* Texto para leitura:
Mortes em manicômios de Sorocaba reforçam necessidade de investimento na rede extra-hospitalar Imprimir E-mail
Escrito por Gabriel Brito, da Redação   
Quarta, 24 de Agosto de 2011

Em mais um capítulo da falência do sistema de saúde brasileiro e especificamente do estado de São Paulo, o ano de 2010 registrou o número de 100 mortes em hospitais psiquiátricos da unidade mais rica da federação e cerca de 600 óbitos nos sete que se localizam em Sorocaba e região desde 2006. A tomada de conhecimento por parte da população de mais essa tragédia é mérito do Flamas (Fórum de Luta Anti-Manicomial de Sorocaba), grupo de médicos e psiquiatras constituído em 2004, quando já se notava um quadro macabro na região.

O Correio da Cidadania entrevistou um dos fundadores do Flamas, o psiquiatra Lucio Costa, que explica os motivos que levaram a cidade a se tornar o “pólo manicomial do país”, destacando que tal quadro se deve à visão obscurantista dos gestores de saúde locais. Lucio lembra que, após a entrada em vigor da Lei 10216/2001 (Lei da Reforma Psiquiátrica), todo o padrão nacional de tratamento de pessoas com transtorno mental foi alterado, transferindo o foco da internação para o tratamento em pleno convívio social.

* Informações apresentadas:
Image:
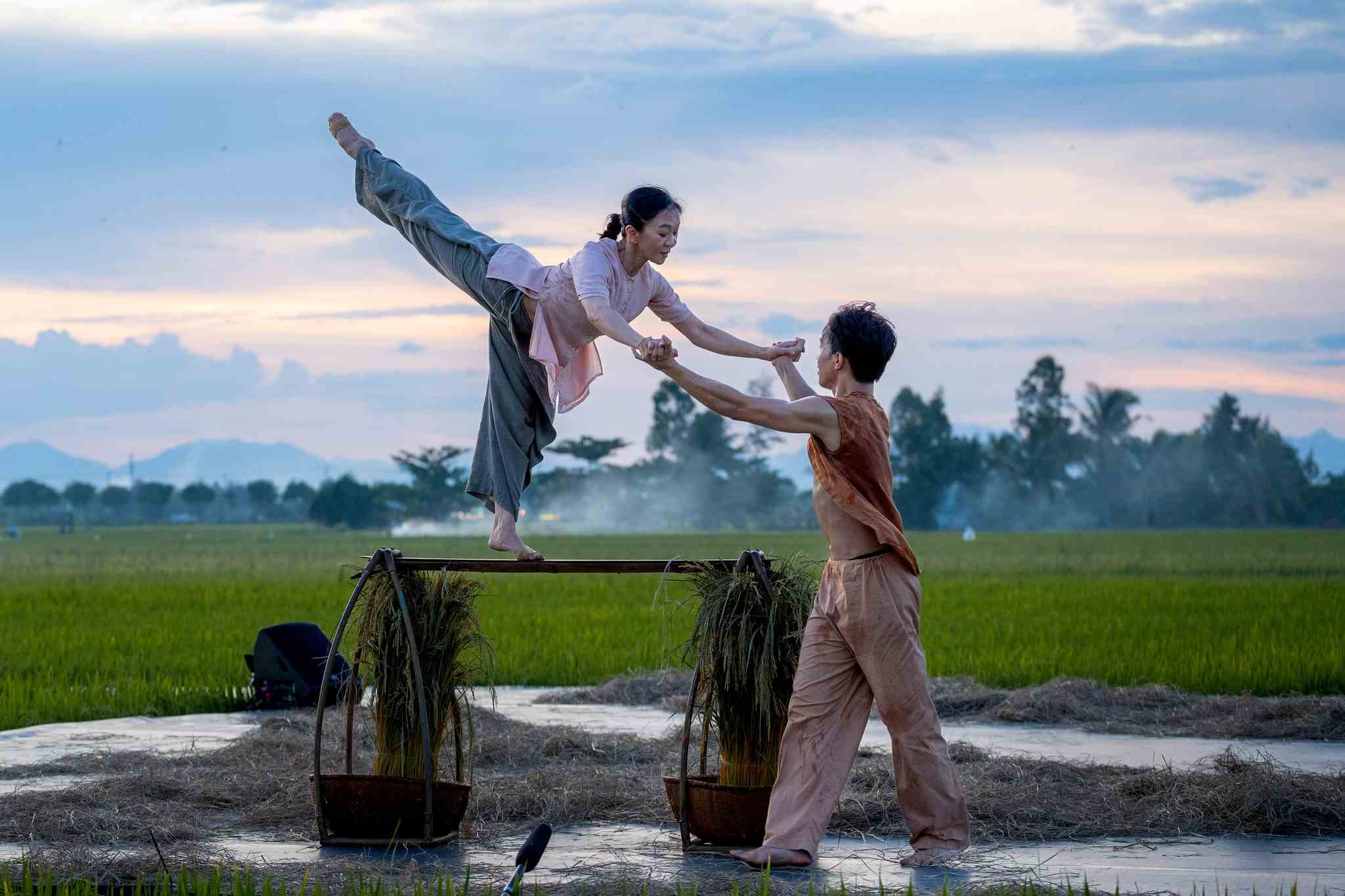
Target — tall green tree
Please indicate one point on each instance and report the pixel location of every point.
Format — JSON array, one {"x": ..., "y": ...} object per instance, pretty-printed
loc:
[
  {"x": 79, "y": 495},
  {"x": 1047, "y": 445},
  {"x": 437, "y": 484},
  {"x": 345, "y": 501},
  {"x": 198, "y": 496},
  {"x": 115, "y": 498},
  {"x": 927, "y": 458},
  {"x": 590, "y": 449},
  {"x": 298, "y": 492},
  {"x": 759, "y": 441},
  {"x": 152, "y": 499},
  {"x": 1110, "y": 453},
  {"x": 670, "y": 433},
  {"x": 30, "y": 494}
]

* Perguntas:
A: No texto sobre as mortes em manicômios de Sorocaba, em que ano o Flamas foi constituído?
B: Reescreva o trecho do texto sobre as mortes em manicômios de Sorocaba que vai de "O Correio da" até "pleno convívio social.", inclusive, trocando "Lucio" por "Lúcio".
C: Dê continuidade ao texto sobre as mortes em manicômios de Sorocaba a partir da última frase apresentada.

* Respostas:
A: Em 2004.

B:
O Correio da Cidadania entrevistou um dos fundadores do Flamas, o psiquiatra Lúcio Costa, que explica os motivos que levaram a cidade a se tornar o “pólo manicomial do país”, destacando que tal quadro se deve à visão obscurantista dos gestores de saúde locais. Lúcio lembra que, após a entrada em vigor da Lei 10216/2001 (Lei da Reforma Psiquiátrica), todo o padrão nacional de tratamento de pessoas com transtorno mental foi alterado, transferindo o foco da internação para o tratamento em pleno convívio social.

C:
“Para se ter uma idéia, na década de 90 tínhamos em torno de 100 mil leitos no país. Hoje temos aproximadamente 33 mil. Portanto, a redução e fechamento desses espaços asilares são questão de tempo. A idéia é que a política extra-hospitalar avance pelo país inteiro para que a gente consiga avançar rumo a atendimentos mais humanizados. E mais que isso: garantir os direitos do cidadão”.

Apesar de mais essa situação inaceitável em nossa saúde pública, Lucio Costa afirma que o governo federal tem dado subsídios aos estados e municípios para a implantação da chamada rede extra-hospitalar, que permite um tratamento em sociedade do paciente. No entanto, aponta a promiscuidade entre o público e privado, mencionando casos concretos na região, que segue despejando dinheiro “em um modelo que não deve mais existir”, como impeditiva de uma mudança definitiva de modelo. O resultado está à vista de todos.

Correio da Cidadania: O que aconteceu nos últimos anos para que os hospitais psiquiátricos de Sorocaba e região registrassem uma enorme e descomunal quantidade de mortes (459) de pacientes em suas dependências?

Lucio Costa: A política pública de saúde mental avançou muito pouco na nossa região. O que chamamos de modelo substitutivo a esses hospitais, tal como se referencia na lei 10216/2001 (Lei da Reforma Psiquiátrica), pouco aconteceu.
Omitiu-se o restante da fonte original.